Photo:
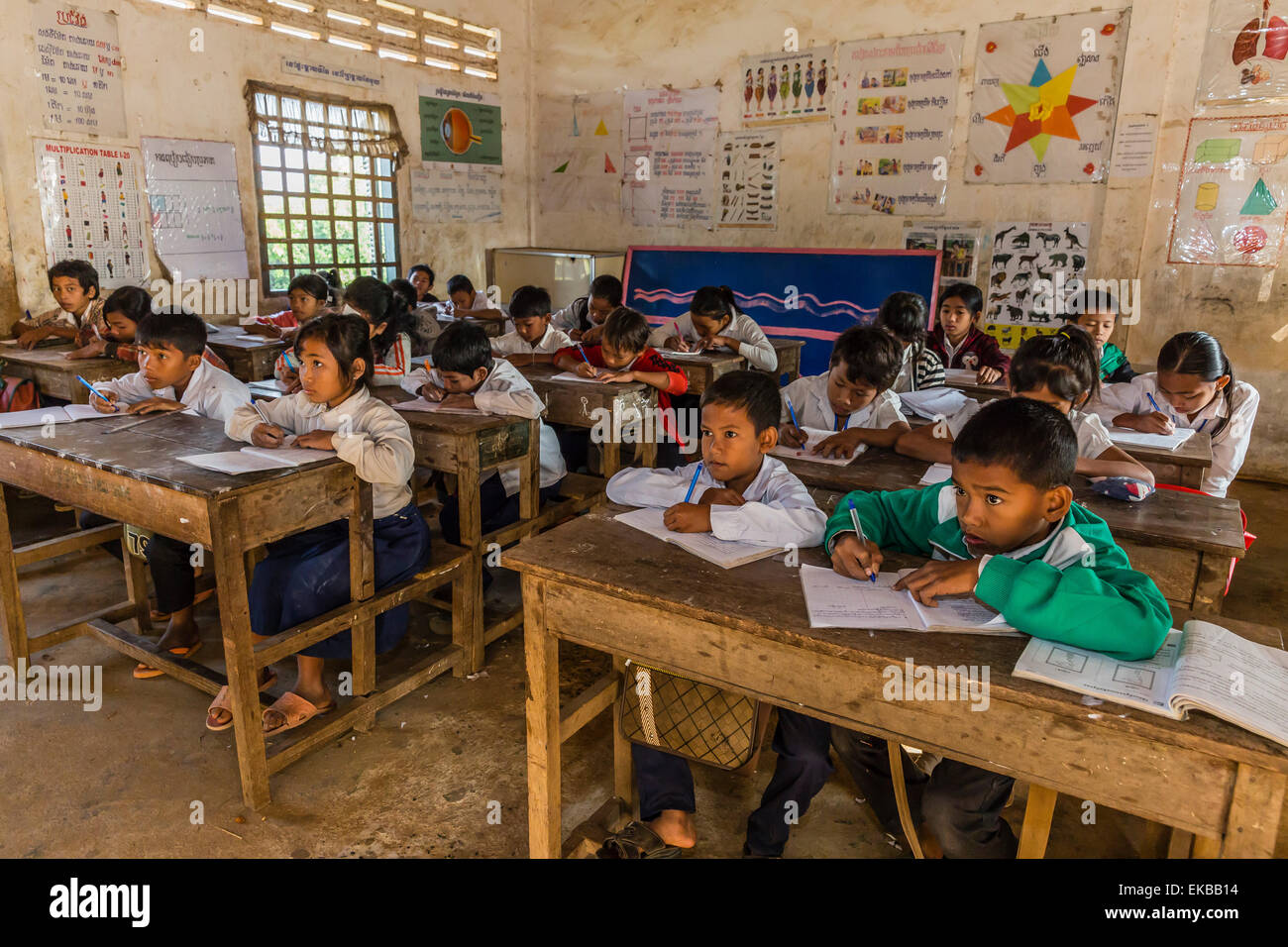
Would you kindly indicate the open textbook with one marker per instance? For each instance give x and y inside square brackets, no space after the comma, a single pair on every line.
[1202,667]
[722,553]
[836,600]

──────────────────────────────

Written task » Transcribe every entry above word for word, leaving out the pictures.

Response below »
Photo:
Would you kindly indicate the open textbook with one marker per instance? For each instance give x and y inside square brackets, no space after the comma, a single pair on every line.
[1202,667]
[722,553]
[836,600]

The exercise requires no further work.